Copy the data below exactly.

----

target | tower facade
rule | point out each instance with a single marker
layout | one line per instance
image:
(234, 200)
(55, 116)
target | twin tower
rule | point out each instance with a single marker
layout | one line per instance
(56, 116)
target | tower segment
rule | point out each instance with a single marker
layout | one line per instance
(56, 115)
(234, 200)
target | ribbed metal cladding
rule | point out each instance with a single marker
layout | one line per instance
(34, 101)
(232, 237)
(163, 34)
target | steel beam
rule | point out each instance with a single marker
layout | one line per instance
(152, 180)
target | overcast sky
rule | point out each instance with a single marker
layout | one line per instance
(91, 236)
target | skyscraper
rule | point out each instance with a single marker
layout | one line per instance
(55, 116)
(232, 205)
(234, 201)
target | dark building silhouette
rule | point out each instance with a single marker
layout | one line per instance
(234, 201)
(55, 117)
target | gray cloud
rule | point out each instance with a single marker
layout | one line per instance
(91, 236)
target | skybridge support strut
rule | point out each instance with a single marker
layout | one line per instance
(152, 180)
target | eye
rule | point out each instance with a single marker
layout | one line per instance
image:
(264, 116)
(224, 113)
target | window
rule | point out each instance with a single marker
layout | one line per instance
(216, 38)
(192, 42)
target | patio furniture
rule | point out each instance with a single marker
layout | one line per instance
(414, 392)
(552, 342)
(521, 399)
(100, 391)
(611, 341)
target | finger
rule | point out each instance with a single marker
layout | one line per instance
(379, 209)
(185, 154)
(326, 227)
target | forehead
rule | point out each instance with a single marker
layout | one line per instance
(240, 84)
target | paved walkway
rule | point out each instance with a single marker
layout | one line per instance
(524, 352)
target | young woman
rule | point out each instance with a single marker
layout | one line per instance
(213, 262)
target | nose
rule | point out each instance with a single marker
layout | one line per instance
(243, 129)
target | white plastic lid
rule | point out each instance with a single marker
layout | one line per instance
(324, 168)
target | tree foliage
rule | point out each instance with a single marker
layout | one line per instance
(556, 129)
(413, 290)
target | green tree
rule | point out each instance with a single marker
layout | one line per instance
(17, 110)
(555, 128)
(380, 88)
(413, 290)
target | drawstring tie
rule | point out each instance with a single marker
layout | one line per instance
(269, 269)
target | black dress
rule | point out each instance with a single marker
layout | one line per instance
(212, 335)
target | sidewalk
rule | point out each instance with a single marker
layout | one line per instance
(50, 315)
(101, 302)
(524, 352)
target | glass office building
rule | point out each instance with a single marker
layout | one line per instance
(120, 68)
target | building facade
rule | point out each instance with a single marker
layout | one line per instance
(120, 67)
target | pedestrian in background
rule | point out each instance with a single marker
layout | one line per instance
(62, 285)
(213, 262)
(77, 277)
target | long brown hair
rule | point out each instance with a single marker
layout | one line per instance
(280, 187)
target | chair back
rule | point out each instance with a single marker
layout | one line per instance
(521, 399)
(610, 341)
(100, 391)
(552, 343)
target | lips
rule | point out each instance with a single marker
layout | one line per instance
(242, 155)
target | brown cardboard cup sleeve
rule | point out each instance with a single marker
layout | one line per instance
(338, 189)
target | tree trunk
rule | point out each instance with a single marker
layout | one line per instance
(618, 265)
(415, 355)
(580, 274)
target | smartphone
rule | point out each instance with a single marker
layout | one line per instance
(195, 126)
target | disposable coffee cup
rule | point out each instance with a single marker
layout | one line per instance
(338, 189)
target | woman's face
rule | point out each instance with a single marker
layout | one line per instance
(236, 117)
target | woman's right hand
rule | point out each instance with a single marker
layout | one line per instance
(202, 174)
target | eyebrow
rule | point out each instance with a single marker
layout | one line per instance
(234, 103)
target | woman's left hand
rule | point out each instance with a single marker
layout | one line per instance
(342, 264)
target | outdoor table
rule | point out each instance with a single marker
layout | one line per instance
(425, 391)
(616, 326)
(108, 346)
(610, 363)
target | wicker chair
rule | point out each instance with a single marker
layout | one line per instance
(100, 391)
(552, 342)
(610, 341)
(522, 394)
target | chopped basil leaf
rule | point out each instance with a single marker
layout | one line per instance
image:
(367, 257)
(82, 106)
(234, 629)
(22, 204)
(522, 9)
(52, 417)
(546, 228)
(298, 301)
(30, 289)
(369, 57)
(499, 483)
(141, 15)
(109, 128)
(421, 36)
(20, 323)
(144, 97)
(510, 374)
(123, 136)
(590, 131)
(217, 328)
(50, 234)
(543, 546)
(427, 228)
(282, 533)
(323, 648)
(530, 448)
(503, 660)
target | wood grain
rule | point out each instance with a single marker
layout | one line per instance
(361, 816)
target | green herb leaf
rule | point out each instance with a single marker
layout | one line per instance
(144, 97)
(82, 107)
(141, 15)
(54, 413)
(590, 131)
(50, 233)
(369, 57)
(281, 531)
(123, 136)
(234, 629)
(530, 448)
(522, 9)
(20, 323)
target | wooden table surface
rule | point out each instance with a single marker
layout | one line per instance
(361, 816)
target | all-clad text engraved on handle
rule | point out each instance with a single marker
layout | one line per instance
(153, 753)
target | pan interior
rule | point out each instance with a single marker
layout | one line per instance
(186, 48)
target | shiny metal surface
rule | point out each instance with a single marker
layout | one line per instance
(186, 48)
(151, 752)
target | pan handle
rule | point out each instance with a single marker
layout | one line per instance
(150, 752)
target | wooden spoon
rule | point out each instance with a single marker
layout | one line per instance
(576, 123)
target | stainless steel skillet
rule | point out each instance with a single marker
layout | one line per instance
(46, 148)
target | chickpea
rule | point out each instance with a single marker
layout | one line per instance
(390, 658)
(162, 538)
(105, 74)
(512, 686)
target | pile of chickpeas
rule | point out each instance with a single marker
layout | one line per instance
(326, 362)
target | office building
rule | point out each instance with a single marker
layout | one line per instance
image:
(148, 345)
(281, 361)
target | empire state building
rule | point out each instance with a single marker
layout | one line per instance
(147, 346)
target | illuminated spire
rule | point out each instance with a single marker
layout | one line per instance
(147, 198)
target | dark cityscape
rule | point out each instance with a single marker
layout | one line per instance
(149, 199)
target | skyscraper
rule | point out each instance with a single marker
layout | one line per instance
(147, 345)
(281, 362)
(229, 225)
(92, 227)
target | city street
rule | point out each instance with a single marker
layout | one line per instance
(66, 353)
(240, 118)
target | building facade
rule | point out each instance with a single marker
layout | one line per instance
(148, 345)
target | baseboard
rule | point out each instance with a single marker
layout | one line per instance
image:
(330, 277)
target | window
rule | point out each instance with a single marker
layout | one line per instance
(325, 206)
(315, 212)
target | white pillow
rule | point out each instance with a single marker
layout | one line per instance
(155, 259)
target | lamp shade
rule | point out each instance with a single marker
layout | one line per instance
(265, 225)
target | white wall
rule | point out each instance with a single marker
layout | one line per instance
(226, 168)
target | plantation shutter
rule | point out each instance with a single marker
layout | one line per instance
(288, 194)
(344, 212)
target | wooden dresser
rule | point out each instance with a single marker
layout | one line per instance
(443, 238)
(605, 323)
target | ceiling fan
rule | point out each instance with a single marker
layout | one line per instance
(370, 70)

----

(COMPLETED EXERCISE)
target | tower facade
rule | point out each instance with a single marker
layout | one line per instance
image:
(234, 200)
(55, 116)
target | twin tower
rule | point out each instance with a single marker
layout | one line per instance
(56, 116)
target | tower segment
rule | point out each instance with a single marker
layout | one line per instance
(56, 115)
(234, 200)
target | ribbed metal cladding
rule | point out each instance with a single marker
layout | one line per instance
(34, 101)
(232, 237)
(163, 34)
target | steel beam
rule | point out each instance with a single marker
layout | one line per instance
(152, 180)
target | overcast sky
rule | point out each instance with a single marker
layout | one line per instance
(91, 236)
target | skyscraper
rule | point out each instance with a single marker
layout | one line per instance
(55, 116)
(232, 205)
(234, 201)
target | dark building silhouette
rule | point out each instance with a single marker
layout | one line per instance
(234, 201)
(55, 117)
target | gray cloud
rule | point out each instance with a single marker
layout | one line per instance
(91, 236)
target | skybridge support strut
rule | point out each instance with a single marker
layout | one line per instance
(152, 180)
target | eye
rule | point out each instance with a single marker
layout | one line per instance
image:
(264, 116)
(224, 113)
target | window
rule | point out each instance with a single marker
layout | one line per instance
(216, 38)
(192, 42)
target | patio furniture
rule | point out each instance with a single marker
layout | one line per instance
(414, 392)
(552, 342)
(521, 399)
(100, 391)
(611, 341)
target | finger
rule | point out each instance with a single marker
layout | one line per instance
(379, 209)
(185, 154)
(326, 227)
target | forehead
rule | point out each instance with a single marker
layout | one line per instance
(240, 84)
target | paved walkway
rule | point out each instance with a single marker
layout | one line per instance
(524, 352)
target | young woman
rule | point out each instance with a single marker
layout | one line per instance
(213, 262)
target | nose
rule | point out each instance with a single marker
layout | one line per instance
(243, 129)
target | white plastic lid
rule | point out each instance with a single marker
layout | one line per instance
(324, 168)
target | tree foliage
rule | point out each instance with a single marker
layout | one line per instance
(556, 129)
(413, 290)
target | green tree
rule | point out each instance with a single marker
layout | one line per instance
(17, 110)
(555, 128)
(380, 88)
(413, 290)
target | drawstring tie
rule | point out each instance with a single marker
layout | one line per instance
(269, 269)
target | black dress
rule | point out each instance with a single marker
layout | one line per instance
(212, 335)
target | sidewalk
rule | point out each instance with a single marker
layout | one line per instance
(50, 315)
(101, 302)
(524, 352)
target | glass office building
rule | point out each instance with a single marker
layout | one line per instance
(120, 68)
target | building facade
rule | point out each instance with a single marker
layout | one line per instance
(120, 67)
target | pedestrian in background
rule | point out each instance with a single marker
layout | one line per instance
(62, 285)
(213, 262)
(77, 277)
target | long brown hair
rule | point out each instance with a single marker
layout | one line per instance
(280, 187)
target | chair back
rule | point out each instance with a single marker
layout | one line per instance
(521, 399)
(610, 341)
(100, 391)
(552, 343)
target | lips
rule | point out each instance with a single marker
layout | one line per instance
(242, 155)
target | brown cardboard cup sleeve
rule | point out each instance with a single marker
layout | one line per instance
(338, 189)
target | tree trunk
rule | point out each instance with a single marker
layout | one line per instance
(618, 265)
(415, 355)
(580, 274)
target | smartphone
rule | point out each instance with a single marker
layout | one line per instance
(195, 126)
target | disposable coffee cup
rule | point out each instance with a single marker
layout | one line per instance
(338, 189)
target | woman's face
rule | point out each instance with a single marker
layout | one line per instance
(236, 117)
target | woman's right hand
rule | point out each instance with a single marker
layout | one line per instance
(202, 174)
target | eyebrow
rule | point out each instance with a single marker
layout | one line per instance
(234, 103)
target | woman's left hand
rule | point out each instance with a single marker
layout | one line per instance
(342, 264)
target | outdoor table
rule | point out each instance with a single marker
layout | one line per instance
(425, 391)
(616, 326)
(108, 346)
(610, 363)
target | wicker chair
rule | point out each instance with a single marker
layout | one line per instance
(100, 391)
(552, 342)
(610, 341)
(522, 394)
target | chopped basil leaf
rule | point out each instance with a single marker
layout | one line per instance
image:
(367, 257)
(82, 106)
(234, 629)
(22, 204)
(522, 9)
(52, 417)
(546, 228)
(298, 301)
(30, 289)
(369, 57)
(499, 483)
(141, 15)
(109, 128)
(421, 36)
(20, 323)
(144, 97)
(510, 374)
(123, 136)
(590, 131)
(217, 328)
(50, 234)
(543, 546)
(427, 228)
(282, 533)
(323, 648)
(530, 448)
(503, 660)
target | wood grain
rule | point out each instance with a single marker
layout | one line per instance
(361, 816)
target | green herb leaf
rule | point out each instance with a single marker
layout | one line per instance
(144, 97)
(82, 107)
(141, 15)
(54, 413)
(590, 131)
(50, 233)
(369, 57)
(281, 531)
(123, 136)
(234, 629)
(530, 448)
(522, 9)
(20, 323)
target | wooden table surface
rule | point out each instance with a single marker
layout | one line per instance
(361, 816)
target | all-clad text engraved on handle
rule | point out each instance with a single marker
layout | one line per instance
(153, 753)
target | pan interior
rule | point out each instance with a single marker
layout | one line per instance
(186, 48)
target | shiny metal surface
rule | point out each instance with a single marker
layout | one line per instance
(186, 48)
(151, 752)
target | pan handle
rule | point out each instance with a single marker
layout | one line per instance
(150, 752)
target | wooden spoon
rule | point out each instance with a single marker
layout | one line per instance
(576, 123)
target | stainless steel skillet
rule | point out each instance with a single marker
layout | one line per instance
(46, 148)
target | chickpea
rule | point out each instance with a single marker
layout | one line per instance
(390, 658)
(162, 538)
(105, 74)
(512, 686)
target | pile of chickpeas
rule | point out each instance with a single marker
layout | one line per instance
(326, 362)
target | office building
rule | point out each instance with a single marker
layout | one line per instance
image:
(148, 345)
(281, 361)
target | empire state building
rule | point out each instance with a single marker
layout | one line per instance
(147, 346)
target | illuminated spire
rule | point out each instance with a single marker
layout | one line per instance
(147, 198)
target | dark cityscape
rule | point out each instance with a single marker
layout | one line per instance
(149, 199)
target | skyscraper
rule | point out each instance with a single marker
layout | one line per instance
(147, 345)
(281, 362)
(229, 225)
(92, 227)
target | city street
rule | point out each instance with a single marker
layout | one line per instance
(66, 353)
(240, 118)
target | building facade
rule | point out each instance with a single marker
layout | one line per instance
(148, 345)
target | baseboard
rule | point out each instance with a single marker
layout | one line per instance
image:
(330, 277)
target | window
rule | point out each instance with a single marker
layout | one line per instance
(325, 206)
(315, 212)
target | white pillow
rule | point out each instance with a single marker
layout | one line per instance
(155, 259)
target | lamp shade
rule | point out each instance with a single marker
layout | one line per instance
(265, 225)
target | white wall
rule | point out each instance with a single marker
layout | one line per instance
(226, 168)
target | plantation shutter
rule | point out each instance with a single marker
layout | one line per instance
(288, 194)
(344, 212)
target | wooden dresser
rule | point out each instance with a single marker
layout | one line per instance
(443, 238)
(605, 323)
target | ceiling fan
rule | point out each instance with a single marker
layout | one line per instance
(370, 70)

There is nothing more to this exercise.